Task prompt
Starting at the line with "Find every instance of the roof" and going on through the line with "Find every instance of the gray", reproduce each line in the records below exactly and nothing more.

◇ ◇ ◇ ◇ ◇

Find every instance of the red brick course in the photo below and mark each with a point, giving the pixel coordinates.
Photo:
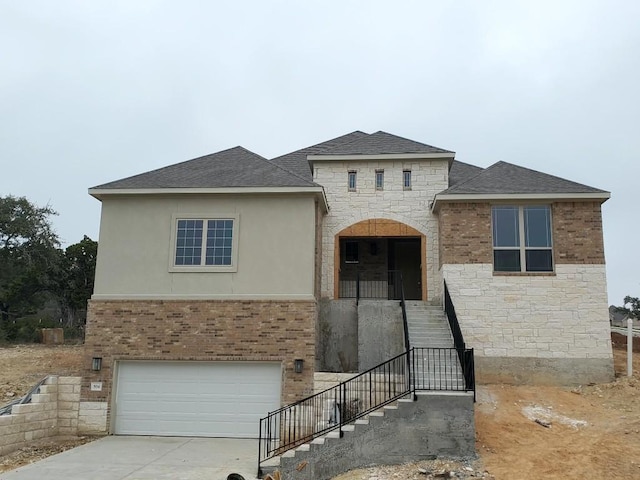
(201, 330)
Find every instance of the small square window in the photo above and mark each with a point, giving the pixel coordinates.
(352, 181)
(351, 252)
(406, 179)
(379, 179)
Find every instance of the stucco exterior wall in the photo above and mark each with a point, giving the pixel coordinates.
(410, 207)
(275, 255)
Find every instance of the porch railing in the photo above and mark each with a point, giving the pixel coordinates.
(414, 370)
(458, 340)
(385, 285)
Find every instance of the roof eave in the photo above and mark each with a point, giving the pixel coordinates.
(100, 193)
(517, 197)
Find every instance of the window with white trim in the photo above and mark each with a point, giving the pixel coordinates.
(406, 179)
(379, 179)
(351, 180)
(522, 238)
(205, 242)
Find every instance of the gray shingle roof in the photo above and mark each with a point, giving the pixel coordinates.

◇ ◇ ◇ ◇ ◇

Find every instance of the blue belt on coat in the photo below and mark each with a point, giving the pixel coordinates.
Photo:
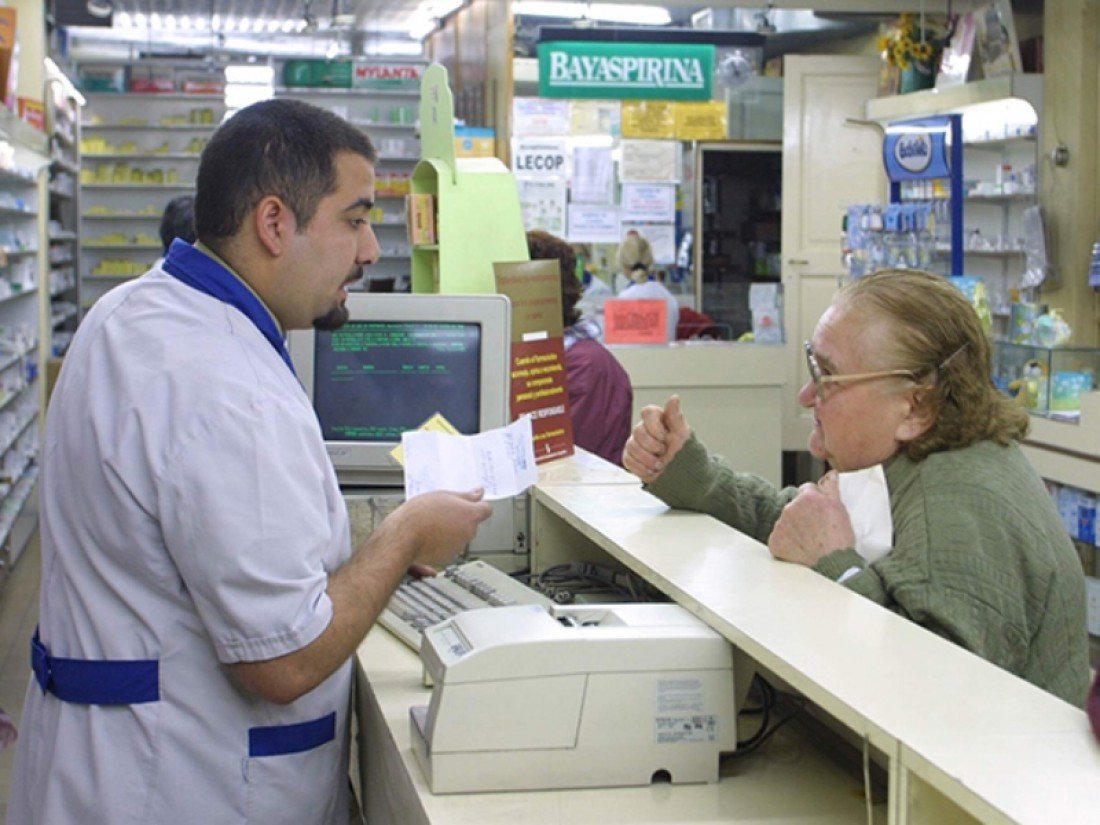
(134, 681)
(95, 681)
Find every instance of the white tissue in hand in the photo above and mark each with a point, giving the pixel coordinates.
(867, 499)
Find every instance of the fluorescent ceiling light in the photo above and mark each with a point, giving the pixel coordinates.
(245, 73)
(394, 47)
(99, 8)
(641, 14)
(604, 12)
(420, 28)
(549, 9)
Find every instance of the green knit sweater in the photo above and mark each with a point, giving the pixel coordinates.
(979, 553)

◇ ◇ ◇ ◇ ◇

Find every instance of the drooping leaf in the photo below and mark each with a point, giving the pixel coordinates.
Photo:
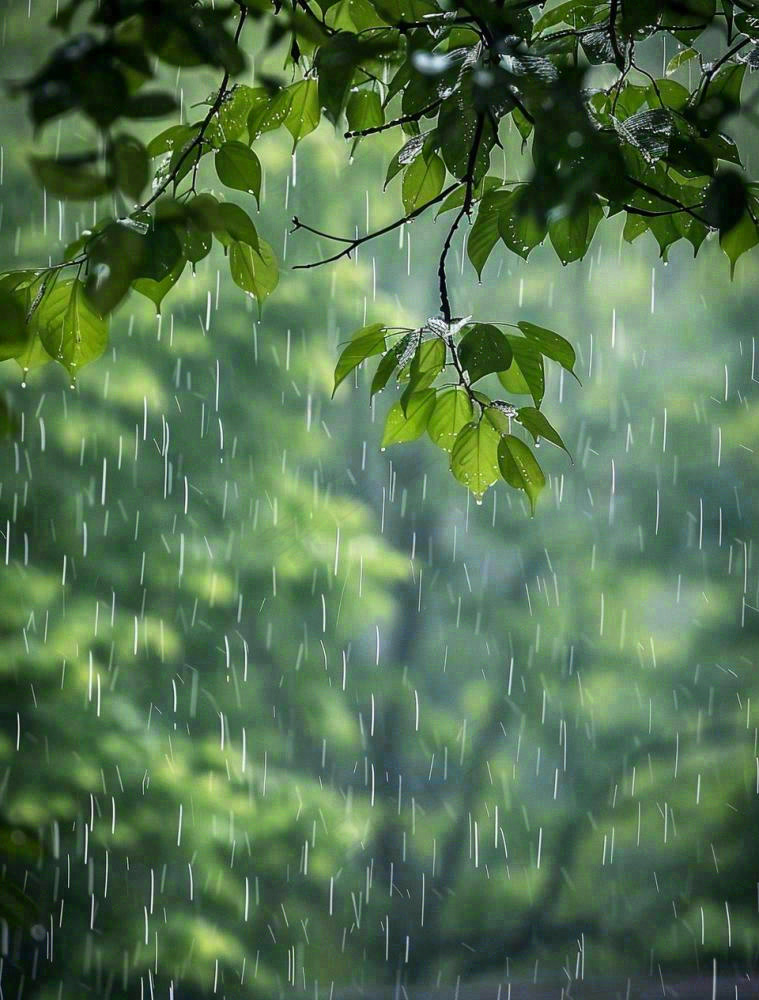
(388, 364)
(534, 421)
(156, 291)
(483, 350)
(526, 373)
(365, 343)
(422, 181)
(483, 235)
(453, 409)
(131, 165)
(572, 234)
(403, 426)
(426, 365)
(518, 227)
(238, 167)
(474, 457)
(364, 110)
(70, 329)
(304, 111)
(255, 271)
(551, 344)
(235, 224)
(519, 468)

◇ ◇ ◇ ◇ ◇

Exercise output
Find every instance of the roof eave in the photo above and mark each with a point, giving the pixel coordinates.
(100, 193)
(517, 197)
Find every instance of the window with white trim in the photo above and mark each with a point, giving the pixel coordinates.
(406, 179)
(379, 179)
(351, 180)
(522, 238)
(205, 242)
Find every instance of the gray shingle roof in the photo above and mark each with a point, giving the pixel coordinates.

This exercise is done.